#### PASSAGE TO READ
Plaintiffs also argue that various decisions cited in the prior memorandum order are distinguishable, but cite no authority rejecting the interpretation set forth in that memorandum order. Pointedly, perhaps, plaintiffs make no mention of Greenberg v. Veteran, 889 F.2d 418, 422 (2d Cir. 1989), which referred to 28 U.S.C. § 1441(b) as providing "for general federal question removal. ..."

 
IV

Plaintiffs' application for certification of the denial of their motion to remand for interlocutory appeal under 28 U.S.C. § 1292 is denied.

SO ORDERED.

NOTES

[1] Indeed, substantive rules have also often been fashioned with at least some attention to the reliability and workability of factfinding required by differing formulations. See, e.g., United States v. Trenton Potteries Co., 273 U.S. 392, 397, 47 S. Ct. 377, 379, 71 L. Ed. 700 (1927) (opinion for the Court by Stone, J., later C.J.).

[2] Where criminal intent is involved and one's liberty or property is at risk, the necessity for inferring presence or lack of proof of presence of defined kinds of intent is justified, not the situation here. See, e.g., United States v. United States Gypsum Co., 438 U.S. 422, 98 S. Ct. 2864, 57 L. Ed. 2d 854 (1978); United States v. Regent Office Supply Co., 421 F.2d 1174 (2d Cir.1970).
########
#### EXCERPTED DATA
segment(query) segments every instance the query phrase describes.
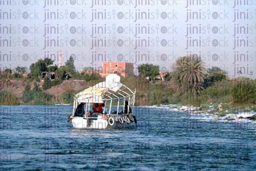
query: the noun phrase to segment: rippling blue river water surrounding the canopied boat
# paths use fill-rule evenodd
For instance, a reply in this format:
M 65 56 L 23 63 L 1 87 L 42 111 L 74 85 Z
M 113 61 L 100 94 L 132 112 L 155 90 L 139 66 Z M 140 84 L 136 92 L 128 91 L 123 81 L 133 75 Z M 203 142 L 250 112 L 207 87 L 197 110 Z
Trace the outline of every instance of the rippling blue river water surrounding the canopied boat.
########
WHAT IS NEEDED:
Answer the following questions using the court order excerpt.
(a) Which decision do the plaintiffs make no mention of?
(b) Under which statute did the plaintiffs seek certification for an interlocutory appeal?
(c) According to note [1], who wrote the opinion for the Court in United States v. Trenton Potteries Co.?

OUTPUT BELOW:
(a) Greenberg v. Veteran, 889 F.2d 418, 422 (2d Cir. 1989).
(b) 28 U.S.C. § 1292.
(c) Stone, J., later C.J.